Bron:
Hoe kunt u daarin het best motiveren?

Hoe kunt u daarin het best motiveren?

Het is zeer belangrijk dat u aan uw kind laat zien waarvoor een tekst zo belangrijk is. Het is vooral erg leuk als uw kind ervaart dat een tekst zinvol is.

Bijvoorbeeld door uw kind een recept voor te laten lezen tijdens het bakken van een appeltaart. Wanneer u samen met uw kind een heerlijke appeltaart heeft gebakken, ziet uw kind wat het kan bereiken door een tekst goed te lezen. Deze succesfactoren zijn erg belangrijk om uw kind te stimuleren. Geef uw kind regelmatig complimentjes.

Ook zijn de teksten die u gebruikt erg belangrijk. De teksten moeten leuk en interessant zijn voor uw kind. Kies bijvoorbeeld een boek met veel plaatjes (dat is vooral belangrijk wanneer uw kind nog jong is). De plaatjes kunnen ondersteuning geven aan de tekst. Ook ziet een tekst met plaatjes er leuker uit. Een hele lap tekst zonder plaatjes kunnen er 'eindeloos' uitzien.

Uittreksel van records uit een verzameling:
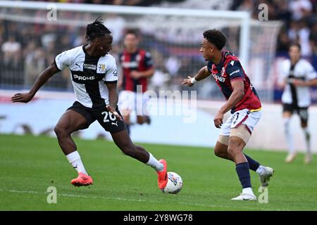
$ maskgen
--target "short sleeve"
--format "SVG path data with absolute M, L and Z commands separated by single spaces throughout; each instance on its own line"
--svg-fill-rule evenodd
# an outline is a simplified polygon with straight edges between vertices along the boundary
M 153 67 L 153 60 L 151 53 L 149 52 L 147 52 L 144 56 L 144 64 L 145 68 L 149 69 Z
M 317 74 L 311 63 L 307 62 L 305 68 L 305 76 L 307 80 L 317 78 Z
M 104 77 L 104 83 L 113 83 L 118 81 L 118 69 L 116 60 L 112 58 L 111 61 L 107 66 L 106 75 Z
M 63 51 L 55 58 L 55 65 L 59 70 L 62 70 L 65 68 L 69 67 L 70 58 L 69 51 Z
M 225 68 L 225 73 L 228 75 L 230 80 L 235 79 L 245 79 L 244 72 L 240 62 L 238 60 L 230 60 Z

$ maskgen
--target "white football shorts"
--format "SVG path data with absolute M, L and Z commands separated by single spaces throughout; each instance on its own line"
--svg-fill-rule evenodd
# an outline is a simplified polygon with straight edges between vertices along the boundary
M 220 135 L 230 136 L 231 129 L 237 128 L 241 124 L 246 126 L 251 135 L 254 127 L 260 120 L 261 115 L 261 111 L 251 112 L 247 109 L 237 111 L 232 114 L 221 126 Z

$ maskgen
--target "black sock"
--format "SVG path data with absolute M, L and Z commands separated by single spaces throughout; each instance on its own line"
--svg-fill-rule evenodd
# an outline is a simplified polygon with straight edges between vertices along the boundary
M 127 127 L 128 134 L 130 136 L 130 124 L 125 124 L 125 126 Z
M 259 167 L 260 166 L 260 164 L 245 154 L 244 156 L 247 158 L 247 160 L 248 160 L 249 167 L 250 167 L 250 169 L 253 171 L 256 171 L 256 169 L 258 169 Z
M 251 188 L 250 172 L 249 171 L 249 163 L 242 162 L 235 165 L 235 170 L 238 174 L 242 188 Z

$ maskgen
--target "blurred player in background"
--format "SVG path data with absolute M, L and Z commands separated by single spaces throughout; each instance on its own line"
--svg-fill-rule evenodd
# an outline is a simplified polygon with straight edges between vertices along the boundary
M 31 90 L 28 93 L 14 95 L 12 101 L 29 102 L 50 77 L 68 68 L 76 101 L 61 116 L 54 131 L 63 152 L 78 172 L 78 177 L 73 179 L 71 184 L 80 186 L 93 183 L 71 134 L 88 128 L 97 120 L 111 133 L 114 143 L 123 153 L 146 163 L 156 171 L 158 187 L 163 189 L 168 181 L 166 161 L 157 160 L 144 148 L 133 144 L 118 110 L 118 72 L 116 60 L 108 53 L 112 49 L 113 40 L 110 30 L 98 18 L 87 25 L 86 39 L 88 44 L 58 55 L 51 65 L 39 75 Z
M 125 49 L 119 55 L 122 68 L 118 82 L 119 89 L 122 90 L 119 96 L 119 108 L 129 134 L 132 124 L 130 115 L 132 112 L 137 114 L 137 124 L 151 123 L 145 107 L 148 98 L 144 93 L 147 90 L 148 79 L 154 73 L 154 67 L 151 54 L 139 49 L 139 44 L 138 32 L 133 30 L 128 30 L 123 40 Z M 139 93 L 137 92 L 137 86 L 142 88 Z
M 281 85 L 284 88 L 282 95 L 282 117 L 288 146 L 288 155 L 285 162 L 292 162 L 297 155 L 290 127 L 292 115 L 295 111 L 300 117 L 301 127 L 305 136 L 306 153 L 304 162 L 309 164 L 312 160 L 311 135 L 308 128 L 308 108 L 311 104 L 309 87 L 317 85 L 316 73 L 308 61 L 301 58 L 300 45 L 292 44 L 288 53 L 290 59 L 282 62 L 280 77 Z
M 260 120 L 261 102 L 238 58 L 228 51 L 222 51 L 225 43 L 226 37 L 220 31 L 205 31 L 200 52 L 208 64 L 194 77 L 188 76 L 182 84 L 192 86 L 212 74 L 227 100 L 213 120 L 216 127 L 221 129 L 215 154 L 235 163 L 242 193 L 232 200 L 256 200 L 249 170 L 255 171 L 260 176 L 262 187 L 268 185 L 273 174 L 272 168 L 261 165 L 243 153 L 243 148 Z M 223 124 L 223 115 L 229 110 L 231 116 Z

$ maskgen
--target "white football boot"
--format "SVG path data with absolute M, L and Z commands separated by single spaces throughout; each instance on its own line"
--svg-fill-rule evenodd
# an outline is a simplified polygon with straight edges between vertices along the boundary
M 256 201 L 256 197 L 254 194 L 242 193 L 239 196 L 231 198 L 233 200 L 245 200 L 245 201 Z
M 260 175 L 261 186 L 266 187 L 267 186 L 268 186 L 268 181 L 270 181 L 271 177 L 274 174 L 274 169 L 268 167 L 262 167 L 265 168 L 265 172 L 263 174 Z

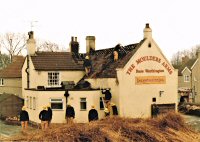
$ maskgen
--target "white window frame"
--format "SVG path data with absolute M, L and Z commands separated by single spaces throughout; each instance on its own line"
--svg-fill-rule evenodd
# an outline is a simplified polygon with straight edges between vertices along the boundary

Gegeven opdracht A:
Schrijf een stuk uit de bron woordelijk over. Begin bij de woorden met "Bijvoorbeeld door uw" en stop na "kunnen er 'eindeloos' uitzien.".
Gegeven opdracht B:
Zeg bij elke bewering of ze klopt met de bron. Antwoord met ja of nee en citeer letterlijk de woorden uit de bron die de doorslag geven.
(i) Het voorlezen van een recept tijdens het bakken van een appeltaart wordt als voorbeeld genoemd.
(ii) Plaatjes zijn volgens de bron vooral belangrijk voor oudere kinderen.
(iii) De bron raadt aan uw kind maar zelden complimentjes te geven.

Volledig antwoord A:
Bijvoorbeeld door uw kind een recept voor te laten lezen tijdens het bakken van een appeltaart. Wanneer u samen met uw kind een heerlijke appeltaart heeft gebakken, ziet uw kind wat het kan bereiken door een tekst goed te lezen. Deze succesfactoren zijn erg belangrijk om uw kind te stimuleren. Geef uw kind regelmatig complimentjes.

Ook zijn de teksten die u gebruikt erg belangrijk. De teksten moeten leuk en interessant zijn voor uw kind. Kies bijvoorbeeld een boek met veel plaatjes (dat is vooral belangrijk wanneer uw kind nog jong is). De plaatjes kunnen ondersteuning geven aan de tekst. Ook ziet een tekst met plaatjes er leuker uit. Een hele lap tekst zonder plaatjes kunnen er 'eindeloos' uitzien.

Volledig antwoord B:
(i) Ja: "Bijvoorbeeld door uw kind een recept voor te laten lezen tijdens het bakken van een appeltaart."
(ii) Nee: "dat is vooral belangrijk wanneer uw kind nog jong is"
(iii) Nee: "Geef uw kind regelmatig complimentjes."